=== SELECTED EXCERPT ===
+-------+

26 January, 2017

Jonah 3:4–10—“… And God saw their works, that [Nineveh] turned from their evil way; and God repented of the evil, that he had said that he would do unto them …”



And Jonah began to enter into the city a day’s journey, and he cried, and said, Yet forty days, and Nineveh shall be overthrown. So the people of Nineveh believed God, and proclaimed a fast, and put on sackcloth, from the greatest of them even to the least of them. For word came unto the king of Nineveh, and he arose from his throne, and he laid his robe from him, and covered him with sackcloth, and sat in ashes. And he caused it to be proclaimed and published through Nineveh by the decree of the king and his nobles, saying, Let neither man nor beast, herd nor flock, taste any thing: let them not feed, nor drink water: But let man and beast be covered with sackcloth, and cry mightily unto God: yea, let them turn every one from his evil way, and from the violence that is in their hands. Who can tell if God will turn and repent, and turn away from his fierce anger, that we perish not? And God saw their works, that they turned from their evil way; and God repented of the evil, that he had said that he would do unto them; and he did it not (Jonah 3:4-10 KJV).

+-------+

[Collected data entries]
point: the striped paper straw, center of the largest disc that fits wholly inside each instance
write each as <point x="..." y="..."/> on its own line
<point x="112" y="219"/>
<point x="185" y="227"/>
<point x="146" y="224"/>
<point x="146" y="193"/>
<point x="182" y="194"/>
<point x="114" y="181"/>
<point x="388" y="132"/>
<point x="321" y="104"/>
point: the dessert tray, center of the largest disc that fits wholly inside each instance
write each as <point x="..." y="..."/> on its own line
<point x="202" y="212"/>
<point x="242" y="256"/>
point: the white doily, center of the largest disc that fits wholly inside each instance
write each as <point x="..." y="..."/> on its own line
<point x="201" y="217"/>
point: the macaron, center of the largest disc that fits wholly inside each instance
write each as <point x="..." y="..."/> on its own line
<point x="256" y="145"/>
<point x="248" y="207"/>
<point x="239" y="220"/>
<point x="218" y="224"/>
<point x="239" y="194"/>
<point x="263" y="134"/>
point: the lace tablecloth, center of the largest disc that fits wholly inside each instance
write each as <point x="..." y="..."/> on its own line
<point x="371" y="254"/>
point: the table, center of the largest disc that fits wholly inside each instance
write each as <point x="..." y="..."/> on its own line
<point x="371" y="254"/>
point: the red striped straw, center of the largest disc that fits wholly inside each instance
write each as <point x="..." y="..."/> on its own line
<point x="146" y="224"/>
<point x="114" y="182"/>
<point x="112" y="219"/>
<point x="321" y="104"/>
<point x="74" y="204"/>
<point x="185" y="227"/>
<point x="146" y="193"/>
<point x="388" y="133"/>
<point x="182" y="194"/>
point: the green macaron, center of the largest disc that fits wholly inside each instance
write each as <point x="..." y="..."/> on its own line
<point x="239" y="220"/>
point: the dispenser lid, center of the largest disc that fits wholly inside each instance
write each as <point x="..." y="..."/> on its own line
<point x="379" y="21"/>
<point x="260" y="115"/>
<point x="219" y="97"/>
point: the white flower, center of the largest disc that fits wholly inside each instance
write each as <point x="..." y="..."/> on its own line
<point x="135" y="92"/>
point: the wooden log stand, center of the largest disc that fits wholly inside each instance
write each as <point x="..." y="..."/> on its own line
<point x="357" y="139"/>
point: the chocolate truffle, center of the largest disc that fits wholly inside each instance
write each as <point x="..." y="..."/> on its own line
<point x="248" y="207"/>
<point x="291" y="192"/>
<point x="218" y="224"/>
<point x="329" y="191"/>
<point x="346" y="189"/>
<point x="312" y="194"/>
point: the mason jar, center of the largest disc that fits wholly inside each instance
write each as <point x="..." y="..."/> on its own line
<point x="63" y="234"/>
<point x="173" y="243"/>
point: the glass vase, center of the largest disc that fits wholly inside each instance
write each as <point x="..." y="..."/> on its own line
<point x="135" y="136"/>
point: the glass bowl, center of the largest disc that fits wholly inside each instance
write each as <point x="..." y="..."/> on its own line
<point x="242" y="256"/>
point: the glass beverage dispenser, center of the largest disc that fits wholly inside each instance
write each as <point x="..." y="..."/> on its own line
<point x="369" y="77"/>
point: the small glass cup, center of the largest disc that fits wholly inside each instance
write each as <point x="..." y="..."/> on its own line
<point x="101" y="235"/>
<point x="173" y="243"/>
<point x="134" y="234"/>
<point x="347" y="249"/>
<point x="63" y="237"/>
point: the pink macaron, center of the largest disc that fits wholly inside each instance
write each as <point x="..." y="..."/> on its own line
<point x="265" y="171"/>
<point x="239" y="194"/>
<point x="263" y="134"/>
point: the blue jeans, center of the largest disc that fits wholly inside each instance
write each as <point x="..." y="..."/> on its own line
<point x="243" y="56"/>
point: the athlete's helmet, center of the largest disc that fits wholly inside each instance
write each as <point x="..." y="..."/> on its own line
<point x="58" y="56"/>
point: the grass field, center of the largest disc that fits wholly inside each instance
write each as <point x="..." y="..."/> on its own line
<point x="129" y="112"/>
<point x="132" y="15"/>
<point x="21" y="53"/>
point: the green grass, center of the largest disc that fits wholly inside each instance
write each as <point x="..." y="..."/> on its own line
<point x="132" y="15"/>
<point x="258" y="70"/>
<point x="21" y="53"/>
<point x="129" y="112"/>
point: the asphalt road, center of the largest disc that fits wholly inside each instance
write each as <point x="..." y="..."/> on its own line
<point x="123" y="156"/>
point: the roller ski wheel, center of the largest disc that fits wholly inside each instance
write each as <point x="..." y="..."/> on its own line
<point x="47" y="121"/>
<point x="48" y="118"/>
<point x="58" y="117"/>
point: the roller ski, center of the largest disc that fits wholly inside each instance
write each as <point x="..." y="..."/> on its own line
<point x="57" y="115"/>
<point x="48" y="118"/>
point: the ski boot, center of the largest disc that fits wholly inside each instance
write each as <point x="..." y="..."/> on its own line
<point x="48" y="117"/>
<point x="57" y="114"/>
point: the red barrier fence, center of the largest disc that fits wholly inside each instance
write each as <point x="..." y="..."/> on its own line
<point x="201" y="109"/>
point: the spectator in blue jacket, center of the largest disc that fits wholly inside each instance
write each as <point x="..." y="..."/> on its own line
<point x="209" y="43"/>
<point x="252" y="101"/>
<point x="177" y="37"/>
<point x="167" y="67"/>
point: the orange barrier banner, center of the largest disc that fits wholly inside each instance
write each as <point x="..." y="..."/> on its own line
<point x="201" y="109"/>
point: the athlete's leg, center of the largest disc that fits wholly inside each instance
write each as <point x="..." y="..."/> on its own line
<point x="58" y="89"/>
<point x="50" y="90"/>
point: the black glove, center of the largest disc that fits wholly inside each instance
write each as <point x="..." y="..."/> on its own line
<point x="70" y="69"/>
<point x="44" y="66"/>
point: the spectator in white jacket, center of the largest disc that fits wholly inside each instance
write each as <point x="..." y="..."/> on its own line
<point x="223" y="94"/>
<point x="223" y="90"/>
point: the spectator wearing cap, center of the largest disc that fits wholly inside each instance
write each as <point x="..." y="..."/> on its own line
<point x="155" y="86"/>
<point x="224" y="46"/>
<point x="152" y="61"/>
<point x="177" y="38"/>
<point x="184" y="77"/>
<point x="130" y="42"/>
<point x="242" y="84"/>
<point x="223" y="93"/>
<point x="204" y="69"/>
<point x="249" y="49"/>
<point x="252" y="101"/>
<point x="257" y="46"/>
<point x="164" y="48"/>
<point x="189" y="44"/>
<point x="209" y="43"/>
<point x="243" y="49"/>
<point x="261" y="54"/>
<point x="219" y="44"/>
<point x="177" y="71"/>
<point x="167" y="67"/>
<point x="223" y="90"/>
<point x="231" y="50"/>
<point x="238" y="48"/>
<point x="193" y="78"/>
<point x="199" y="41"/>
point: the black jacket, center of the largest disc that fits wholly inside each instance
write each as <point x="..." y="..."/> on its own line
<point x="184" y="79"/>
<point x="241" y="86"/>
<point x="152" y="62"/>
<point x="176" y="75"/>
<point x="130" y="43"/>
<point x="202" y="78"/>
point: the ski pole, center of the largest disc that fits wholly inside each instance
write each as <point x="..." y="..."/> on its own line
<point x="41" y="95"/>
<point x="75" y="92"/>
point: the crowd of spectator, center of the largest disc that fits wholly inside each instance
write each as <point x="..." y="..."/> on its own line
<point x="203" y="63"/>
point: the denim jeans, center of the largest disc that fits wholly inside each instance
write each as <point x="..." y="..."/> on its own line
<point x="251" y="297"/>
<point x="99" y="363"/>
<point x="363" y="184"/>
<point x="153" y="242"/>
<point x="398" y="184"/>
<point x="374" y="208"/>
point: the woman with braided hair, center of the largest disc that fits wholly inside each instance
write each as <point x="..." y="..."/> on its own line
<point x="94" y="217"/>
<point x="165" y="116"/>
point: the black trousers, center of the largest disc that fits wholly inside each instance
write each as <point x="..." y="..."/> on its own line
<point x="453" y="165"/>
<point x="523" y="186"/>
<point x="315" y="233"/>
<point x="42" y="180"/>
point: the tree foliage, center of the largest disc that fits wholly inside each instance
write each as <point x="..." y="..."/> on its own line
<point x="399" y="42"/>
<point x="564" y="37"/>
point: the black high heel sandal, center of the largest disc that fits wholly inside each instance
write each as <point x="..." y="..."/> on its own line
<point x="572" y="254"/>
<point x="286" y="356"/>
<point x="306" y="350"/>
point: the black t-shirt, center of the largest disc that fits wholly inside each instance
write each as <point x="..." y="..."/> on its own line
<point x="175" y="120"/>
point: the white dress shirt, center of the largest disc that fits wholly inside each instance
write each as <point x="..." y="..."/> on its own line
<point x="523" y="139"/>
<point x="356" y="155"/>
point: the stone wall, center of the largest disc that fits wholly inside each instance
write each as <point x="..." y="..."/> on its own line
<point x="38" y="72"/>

+-------+

=== WRITTEN INSTRUCTION 1 ===
According to the Jonah passage about Nineveh, why did God not do the evil he had said he would do to the city? Answer in one to three sentences.
=== WRITTEN INSTRUCTION 2 ===
Carry the Jonah passage about Nineveh forward from its closing verse.

=== EXERCISE RESULT 1 ===
God saw the people's works: they turned from their evil way. So he repented of the evil he had said he would do to them, and he did not do it.

=== EXERCISE RESULT 2 ===
COMMON GRACE ARGUMENT:
The first point of common grace, particularly the well-meant offer, teaches that in the preaching of the gospel God evinces His general love to all the ungodly, His pleasure in their lives, and His willingness to save them all; that in the preaching there is a temporal blessing for all men, also for those who are not saved.

In this particular case, it is said of Nineveh (whom it is suggested is a reprobate nation) that they “repented” as a result of Jonah’s preaching and subsequently their punishment was temporarily postponed and they were temporarily saved from destruction.


(I)

Rev. Herman Hoeksema

[Source: The Rock Whence We Are Hewn (RFPA, 2015), pp. 38082]

[The theory of common grace] teaches that in the preaching of the gospel God evinces his general love to all the ungodly, his pleasure in their lives, and his willingness to save them all. [It also] teaches that in the preaching there is a temporal blessing for all men, also for those who are not saved. [Examples suggested in favor of this idea often include] Ahab, who repented and whose punishment was postponed as a result of Elijah’s preaching, and [also] Nineveh, which repented as a result of Jonah’s preaching and was temporarily saved from destruction.

This is a minor point and I can dismiss it with a few remarks.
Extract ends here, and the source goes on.